### RECORDED DATA

***

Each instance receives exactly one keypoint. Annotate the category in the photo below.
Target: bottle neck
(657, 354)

***

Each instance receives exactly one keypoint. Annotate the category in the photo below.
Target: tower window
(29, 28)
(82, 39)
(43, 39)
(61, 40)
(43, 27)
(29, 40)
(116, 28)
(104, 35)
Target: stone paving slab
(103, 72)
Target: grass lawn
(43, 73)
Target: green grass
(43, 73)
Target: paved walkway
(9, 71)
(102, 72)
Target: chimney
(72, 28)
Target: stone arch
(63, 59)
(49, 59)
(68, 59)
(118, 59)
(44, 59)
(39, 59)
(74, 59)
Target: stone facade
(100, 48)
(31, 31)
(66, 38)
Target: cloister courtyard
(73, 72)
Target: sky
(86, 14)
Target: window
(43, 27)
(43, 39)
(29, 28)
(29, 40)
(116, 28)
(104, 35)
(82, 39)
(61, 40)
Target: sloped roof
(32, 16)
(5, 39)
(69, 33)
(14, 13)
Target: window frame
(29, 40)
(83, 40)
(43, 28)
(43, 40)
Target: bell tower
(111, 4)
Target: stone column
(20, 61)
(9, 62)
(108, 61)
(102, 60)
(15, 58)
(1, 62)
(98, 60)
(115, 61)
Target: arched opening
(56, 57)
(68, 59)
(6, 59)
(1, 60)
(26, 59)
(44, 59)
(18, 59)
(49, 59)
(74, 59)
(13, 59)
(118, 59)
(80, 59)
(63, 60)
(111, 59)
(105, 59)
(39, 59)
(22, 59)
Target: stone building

***

### WORK REQUEST
From the listing above, return the lines starting at the one with "Target: cloister courtyard" and ending at the one with "Target: stone building", both kept, exactly as they appear and nothing more.

### ANSWER FOR THE TASK
Target: cloister courtyard
(73, 72)
Target: sky
(86, 14)
Target: window
(43, 27)
(43, 39)
(29, 28)
(29, 40)
(116, 28)
(104, 35)
(82, 39)
(61, 40)
Target: sloped roof
(32, 16)
(5, 39)
(69, 33)
(14, 13)
Target: window frame
(29, 40)
(83, 40)
(43, 28)
(43, 40)
Target: bell tower
(111, 4)
Target: stone column
(20, 61)
(9, 62)
(108, 61)
(102, 60)
(15, 58)
(1, 62)
(98, 60)
(115, 61)
Target: arched opening
(56, 57)
(68, 59)
(6, 59)
(1, 60)
(26, 59)
(44, 59)
(18, 59)
(49, 59)
(74, 59)
(13, 59)
(118, 59)
(80, 59)
(63, 60)
(111, 59)
(105, 59)
(39, 59)
(22, 59)
Target: stone building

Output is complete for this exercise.